** begin Provided records **

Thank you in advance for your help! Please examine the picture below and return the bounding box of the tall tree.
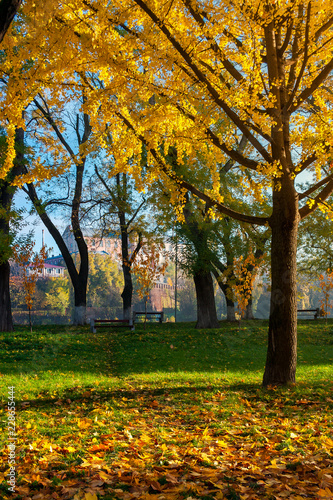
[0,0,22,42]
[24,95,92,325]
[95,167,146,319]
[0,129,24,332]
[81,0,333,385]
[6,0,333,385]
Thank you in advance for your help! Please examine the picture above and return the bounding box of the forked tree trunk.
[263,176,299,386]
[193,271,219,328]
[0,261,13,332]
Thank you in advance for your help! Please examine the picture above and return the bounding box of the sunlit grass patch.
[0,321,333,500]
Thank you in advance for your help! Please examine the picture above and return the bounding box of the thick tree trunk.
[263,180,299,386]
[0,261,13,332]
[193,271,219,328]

** end Provided records **
** begin Provided records **

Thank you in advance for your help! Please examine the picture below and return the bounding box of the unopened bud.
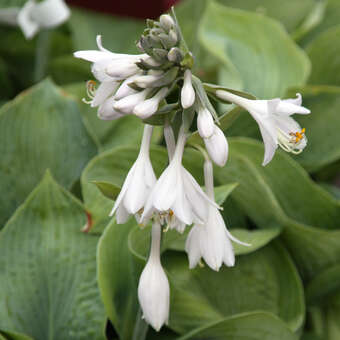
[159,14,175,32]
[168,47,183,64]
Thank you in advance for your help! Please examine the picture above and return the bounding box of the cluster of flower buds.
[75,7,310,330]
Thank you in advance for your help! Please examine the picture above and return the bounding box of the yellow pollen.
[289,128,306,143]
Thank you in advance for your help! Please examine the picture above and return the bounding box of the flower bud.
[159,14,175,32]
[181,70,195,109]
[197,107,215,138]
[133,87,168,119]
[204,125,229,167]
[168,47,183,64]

** end Provided records **

_The problem_
Tally the lines in the records above that contain the word "Thank", treating case as significant, and give only the number.

_Output for this exercise_
8